Records from a collection:
.....

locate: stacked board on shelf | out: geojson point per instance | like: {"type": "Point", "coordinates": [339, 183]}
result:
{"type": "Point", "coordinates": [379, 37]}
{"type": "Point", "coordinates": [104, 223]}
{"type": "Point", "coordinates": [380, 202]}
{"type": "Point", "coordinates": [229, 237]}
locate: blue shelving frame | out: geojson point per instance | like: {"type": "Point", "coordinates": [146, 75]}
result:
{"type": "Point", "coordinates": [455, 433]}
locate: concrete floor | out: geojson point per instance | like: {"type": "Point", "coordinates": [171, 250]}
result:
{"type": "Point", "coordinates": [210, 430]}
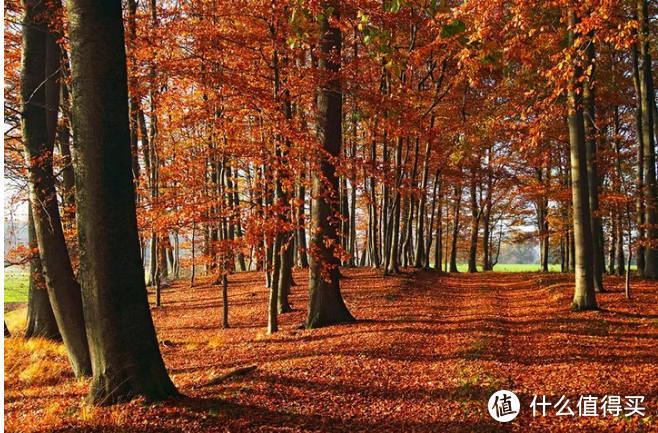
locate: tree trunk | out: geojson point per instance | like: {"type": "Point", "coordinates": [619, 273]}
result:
{"type": "Point", "coordinates": [394, 223]}
{"type": "Point", "coordinates": [63, 289]}
{"type": "Point", "coordinates": [584, 295]}
{"type": "Point", "coordinates": [455, 229]}
{"type": "Point", "coordinates": [640, 205]}
{"type": "Point", "coordinates": [419, 256]}
{"type": "Point", "coordinates": [326, 305]}
{"type": "Point", "coordinates": [475, 226]}
{"type": "Point", "coordinates": [124, 348]}
{"type": "Point", "coordinates": [373, 240]}
{"type": "Point", "coordinates": [40, 317]}
{"type": "Point", "coordinates": [589, 102]}
{"type": "Point", "coordinates": [301, 221]}
{"type": "Point", "coordinates": [651, 188]}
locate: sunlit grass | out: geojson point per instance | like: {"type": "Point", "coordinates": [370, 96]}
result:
{"type": "Point", "coordinates": [16, 284]}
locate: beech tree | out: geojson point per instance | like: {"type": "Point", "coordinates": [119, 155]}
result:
{"type": "Point", "coordinates": [326, 305]}
{"type": "Point", "coordinates": [38, 142]}
{"type": "Point", "coordinates": [125, 356]}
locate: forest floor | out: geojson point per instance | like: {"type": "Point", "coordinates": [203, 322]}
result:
{"type": "Point", "coordinates": [425, 355]}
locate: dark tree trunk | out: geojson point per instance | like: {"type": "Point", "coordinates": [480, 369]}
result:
{"type": "Point", "coordinates": [475, 226]}
{"type": "Point", "coordinates": [301, 221]}
{"type": "Point", "coordinates": [419, 256]}
{"type": "Point", "coordinates": [640, 205]}
{"type": "Point", "coordinates": [394, 223]}
{"type": "Point", "coordinates": [373, 239]}
{"type": "Point", "coordinates": [651, 188]}
{"type": "Point", "coordinates": [455, 229]}
{"type": "Point", "coordinates": [438, 248]}
{"type": "Point", "coordinates": [326, 305]}
{"type": "Point", "coordinates": [125, 355]}
{"type": "Point", "coordinates": [589, 101]}
{"type": "Point", "coordinates": [584, 295]}
{"type": "Point", "coordinates": [63, 289]}
{"type": "Point", "coordinates": [41, 320]}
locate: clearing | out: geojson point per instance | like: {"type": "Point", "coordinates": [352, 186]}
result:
{"type": "Point", "coordinates": [427, 352]}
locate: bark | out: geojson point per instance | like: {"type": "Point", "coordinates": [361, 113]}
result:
{"type": "Point", "coordinates": [584, 295]}
{"type": "Point", "coordinates": [648, 142]}
{"type": "Point", "coordinates": [63, 289]}
{"type": "Point", "coordinates": [589, 117]}
{"type": "Point", "coordinates": [41, 320]}
{"type": "Point", "coordinates": [394, 223]}
{"type": "Point", "coordinates": [419, 256]}
{"type": "Point", "coordinates": [455, 229]}
{"type": "Point", "coordinates": [125, 355]}
{"type": "Point", "coordinates": [301, 230]}
{"type": "Point", "coordinates": [475, 226]}
{"type": "Point", "coordinates": [326, 305]}
{"type": "Point", "coordinates": [438, 248]}
{"type": "Point", "coordinates": [640, 205]}
{"type": "Point", "coordinates": [373, 239]}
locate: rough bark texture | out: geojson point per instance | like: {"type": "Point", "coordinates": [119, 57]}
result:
{"type": "Point", "coordinates": [647, 102]}
{"type": "Point", "coordinates": [326, 305]}
{"type": "Point", "coordinates": [124, 349]}
{"type": "Point", "coordinates": [584, 295]}
{"type": "Point", "coordinates": [63, 289]}
{"type": "Point", "coordinates": [41, 320]}
{"type": "Point", "coordinates": [589, 101]}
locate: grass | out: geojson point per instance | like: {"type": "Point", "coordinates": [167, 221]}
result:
{"type": "Point", "coordinates": [16, 321]}
{"type": "Point", "coordinates": [16, 284]}
{"type": "Point", "coordinates": [512, 268]}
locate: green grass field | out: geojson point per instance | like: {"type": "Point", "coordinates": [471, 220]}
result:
{"type": "Point", "coordinates": [16, 284]}
{"type": "Point", "coordinates": [512, 268]}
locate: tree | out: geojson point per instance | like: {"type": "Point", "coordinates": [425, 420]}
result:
{"type": "Point", "coordinates": [584, 297]}
{"type": "Point", "coordinates": [41, 320]}
{"type": "Point", "coordinates": [124, 349]}
{"type": "Point", "coordinates": [38, 144]}
{"type": "Point", "coordinates": [326, 305]}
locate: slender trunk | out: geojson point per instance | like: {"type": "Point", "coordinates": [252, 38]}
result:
{"type": "Point", "coordinates": [589, 102]}
{"type": "Point", "coordinates": [648, 141]}
{"type": "Point", "coordinates": [41, 320]}
{"type": "Point", "coordinates": [126, 359]}
{"type": "Point", "coordinates": [63, 289]}
{"type": "Point", "coordinates": [394, 224]}
{"type": "Point", "coordinates": [475, 226]}
{"type": "Point", "coordinates": [584, 295]}
{"type": "Point", "coordinates": [419, 256]}
{"type": "Point", "coordinates": [640, 205]}
{"type": "Point", "coordinates": [326, 305]}
{"type": "Point", "coordinates": [455, 229]}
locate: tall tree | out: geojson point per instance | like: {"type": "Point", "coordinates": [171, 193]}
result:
{"type": "Point", "coordinates": [584, 296]}
{"type": "Point", "coordinates": [326, 305]}
{"type": "Point", "coordinates": [41, 320]}
{"type": "Point", "coordinates": [38, 143]}
{"type": "Point", "coordinates": [125, 356]}
{"type": "Point", "coordinates": [647, 101]}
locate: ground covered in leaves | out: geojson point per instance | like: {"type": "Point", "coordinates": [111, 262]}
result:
{"type": "Point", "coordinates": [426, 353]}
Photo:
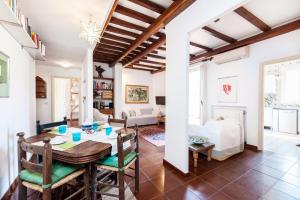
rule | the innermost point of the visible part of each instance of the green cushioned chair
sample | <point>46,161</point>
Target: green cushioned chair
<point>112,161</point>
<point>45,176</point>
<point>59,171</point>
<point>117,164</point>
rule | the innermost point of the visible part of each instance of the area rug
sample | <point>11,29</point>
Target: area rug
<point>154,135</point>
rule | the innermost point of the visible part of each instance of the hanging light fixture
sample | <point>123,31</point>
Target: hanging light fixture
<point>90,31</point>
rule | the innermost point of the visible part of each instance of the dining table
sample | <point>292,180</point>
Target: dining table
<point>90,148</point>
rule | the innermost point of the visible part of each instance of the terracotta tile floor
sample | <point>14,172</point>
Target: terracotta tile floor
<point>250,175</point>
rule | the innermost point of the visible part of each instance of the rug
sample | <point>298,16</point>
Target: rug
<point>154,135</point>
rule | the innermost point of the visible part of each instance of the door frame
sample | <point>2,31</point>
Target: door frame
<point>261,96</point>
<point>52,93</point>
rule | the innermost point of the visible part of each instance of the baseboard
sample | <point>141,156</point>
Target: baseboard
<point>166,163</point>
<point>251,147</point>
<point>12,188</point>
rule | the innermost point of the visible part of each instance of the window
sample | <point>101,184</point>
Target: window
<point>195,112</point>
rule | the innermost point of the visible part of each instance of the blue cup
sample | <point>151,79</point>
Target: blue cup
<point>76,136</point>
<point>62,129</point>
<point>95,126</point>
<point>108,131</point>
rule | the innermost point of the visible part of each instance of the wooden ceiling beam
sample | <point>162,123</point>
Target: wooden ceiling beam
<point>286,28</point>
<point>157,71</point>
<point>110,47</point>
<point>149,66</point>
<point>100,50</point>
<point>134,14</point>
<point>116,37</point>
<point>152,62</point>
<point>139,68</point>
<point>149,5</point>
<point>115,43</point>
<point>171,12</point>
<point>147,50</point>
<point>219,35</point>
<point>243,12</point>
<point>121,31</point>
<point>126,24</point>
<point>155,56</point>
<point>200,46</point>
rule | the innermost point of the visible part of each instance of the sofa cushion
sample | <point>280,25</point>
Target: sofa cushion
<point>146,111</point>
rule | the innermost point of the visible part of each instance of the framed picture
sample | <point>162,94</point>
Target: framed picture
<point>227,89</point>
<point>136,94</point>
<point>4,75</point>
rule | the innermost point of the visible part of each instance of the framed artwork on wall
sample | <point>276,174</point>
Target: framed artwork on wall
<point>227,89</point>
<point>136,94</point>
<point>4,75</point>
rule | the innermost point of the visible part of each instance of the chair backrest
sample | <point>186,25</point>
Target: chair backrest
<point>125,135</point>
<point>45,151</point>
<point>40,127</point>
<point>118,122</point>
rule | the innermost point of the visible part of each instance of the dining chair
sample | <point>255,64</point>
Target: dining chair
<point>46,176</point>
<point>40,127</point>
<point>118,164</point>
<point>118,122</point>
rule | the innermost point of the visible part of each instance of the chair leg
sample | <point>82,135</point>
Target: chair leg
<point>121,186</point>
<point>86,180</point>
<point>137,175</point>
<point>47,194</point>
<point>22,191</point>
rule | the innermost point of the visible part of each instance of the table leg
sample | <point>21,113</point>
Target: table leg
<point>87,181</point>
<point>209,152</point>
<point>195,156</point>
<point>94,181</point>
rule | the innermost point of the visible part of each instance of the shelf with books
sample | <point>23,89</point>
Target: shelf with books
<point>17,26</point>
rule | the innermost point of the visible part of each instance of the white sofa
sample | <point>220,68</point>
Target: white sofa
<point>143,116</point>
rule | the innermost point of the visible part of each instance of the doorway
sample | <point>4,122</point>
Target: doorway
<point>280,106</point>
<point>65,98</point>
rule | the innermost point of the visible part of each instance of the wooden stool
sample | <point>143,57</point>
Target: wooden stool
<point>206,148</point>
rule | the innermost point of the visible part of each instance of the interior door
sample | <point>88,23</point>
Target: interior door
<point>61,98</point>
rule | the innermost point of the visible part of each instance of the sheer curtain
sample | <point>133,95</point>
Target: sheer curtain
<point>195,101</point>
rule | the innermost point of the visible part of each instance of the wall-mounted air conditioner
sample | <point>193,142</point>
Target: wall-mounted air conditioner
<point>232,55</point>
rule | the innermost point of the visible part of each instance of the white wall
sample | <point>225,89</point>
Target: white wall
<point>137,77</point>
<point>47,72</point>
<point>247,71</point>
<point>177,63</point>
<point>87,87</point>
<point>17,113</point>
<point>159,88</point>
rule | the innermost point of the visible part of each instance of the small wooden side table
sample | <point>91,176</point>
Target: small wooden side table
<point>161,119</point>
<point>197,148</point>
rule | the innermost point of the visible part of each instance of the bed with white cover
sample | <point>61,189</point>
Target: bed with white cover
<point>225,129</point>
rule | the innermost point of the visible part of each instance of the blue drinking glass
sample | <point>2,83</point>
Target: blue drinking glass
<point>62,129</point>
<point>76,136</point>
<point>108,131</point>
<point>95,126</point>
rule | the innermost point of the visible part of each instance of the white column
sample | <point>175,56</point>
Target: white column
<point>87,87</point>
<point>118,70</point>
<point>177,62</point>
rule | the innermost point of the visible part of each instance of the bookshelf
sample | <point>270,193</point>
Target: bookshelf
<point>13,26</point>
<point>104,95</point>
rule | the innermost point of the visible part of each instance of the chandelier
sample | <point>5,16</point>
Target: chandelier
<point>90,31</point>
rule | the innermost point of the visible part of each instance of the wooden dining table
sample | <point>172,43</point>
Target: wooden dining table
<point>83,153</point>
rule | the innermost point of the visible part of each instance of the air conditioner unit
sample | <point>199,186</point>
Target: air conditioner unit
<point>232,55</point>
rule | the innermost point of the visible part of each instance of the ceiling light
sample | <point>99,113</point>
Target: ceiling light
<point>90,31</point>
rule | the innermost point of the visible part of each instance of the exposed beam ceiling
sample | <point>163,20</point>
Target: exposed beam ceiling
<point>134,14</point>
<point>292,26</point>
<point>243,12</point>
<point>219,35</point>
<point>159,23</point>
<point>150,5</point>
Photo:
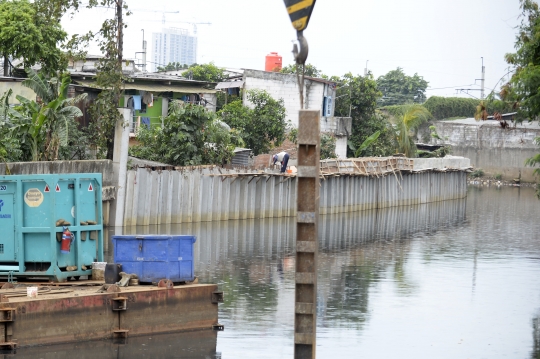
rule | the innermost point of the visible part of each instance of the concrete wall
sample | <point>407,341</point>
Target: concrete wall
<point>285,86</point>
<point>190,195</point>
<point>495,150</point>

.....

# Problem description
Show a copy of each line from the data that includes the word "trunk".

# Task answer
locate: tree trunk | out: geojson point per instance | like: {"type": "Point", "coordinates": [619, 273]}
locate: dark tree trunk | out: geojson point per instance | like: {"type": "Point", "coordinates": [480, 369]}
locate: slender trunk | out: geojson point per instance | like: {"type": "Point", "coordinates": [252, 38]}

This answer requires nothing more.